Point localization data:
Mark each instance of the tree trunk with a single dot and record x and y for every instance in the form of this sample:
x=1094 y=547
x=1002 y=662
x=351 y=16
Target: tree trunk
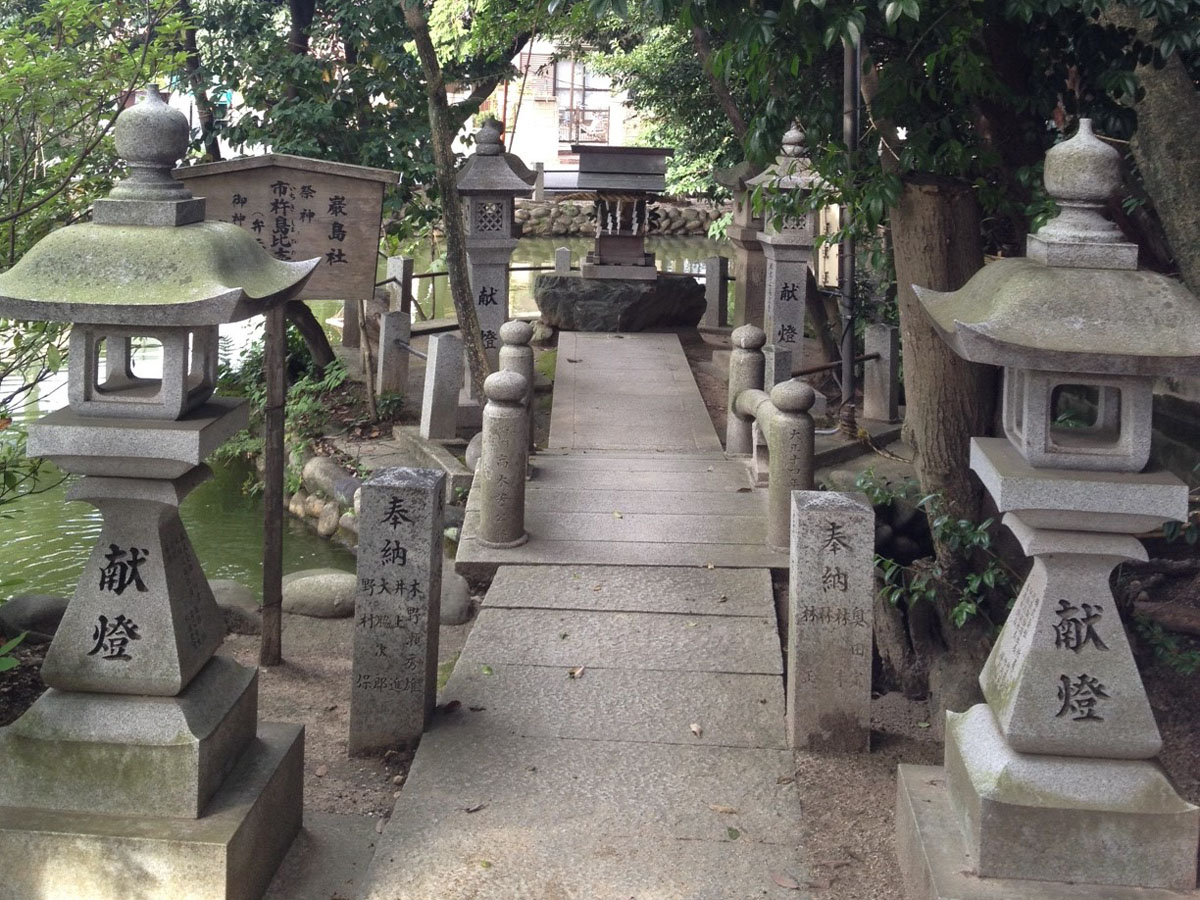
x=442 y=133
x=1165 y=147
x=936 y=244
x=198 y=87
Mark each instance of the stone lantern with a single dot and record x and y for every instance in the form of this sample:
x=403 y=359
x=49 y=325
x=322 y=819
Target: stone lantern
x=1050 y=786
x=144 y=769
x=749 y=263
x=489 y=183
x=787 y=246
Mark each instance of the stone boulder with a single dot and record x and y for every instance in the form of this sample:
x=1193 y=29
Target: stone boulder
x=36 y=615
x=575 y=304
x=321 y=593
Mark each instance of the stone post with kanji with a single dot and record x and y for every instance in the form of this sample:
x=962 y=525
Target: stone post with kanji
x=489 y=184
x=1053 y=778
x=787 y=245
x=831 y=593
x=396 y=609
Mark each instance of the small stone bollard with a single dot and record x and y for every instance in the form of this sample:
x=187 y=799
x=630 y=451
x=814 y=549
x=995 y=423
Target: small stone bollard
x=745 y=373
x=396 y=609
x=391 y=371
x=881 y=377
x=790 y=443
x=400 y=292
x=501 y=474
x=829 y=622
x=517 y=357
x=717 y=292
x=443 y=379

— AIM OF THE TASK —
Only the lines from the one bearing "x=1193 y=29" through the end of the entries above belong in the answer, each one exactly as given.

— TASK RESPONSE —
x=1193 y=29
Target: stone boulder
x=36 y=615
x=575 y=304
x=321 y=593
Mark each instance of the stone post with kanji with a single dot and record x and y for every instance in the form of this sample:
x=962 y=525
Target: stone post with kanji
x=489 y=184
x=1053 y=778
x=787 y=245
x=831 y=593
x=396 y=609
Mark each instance of the small stone bollard with a single dot and record x and y for every instance in the form of this sample:
x=187 y=799
x=630 y=451
x=814 y=549
x=995 y=423
Target: small stone bollard
x=745 y=373
x=396 y=609
x=391 y=371
x=881 y=377
x=790 y=443
x=400 y=292
x=501 y=474
x=829 y=622
x=517 y=357
x=717 y=292
x=443 y=379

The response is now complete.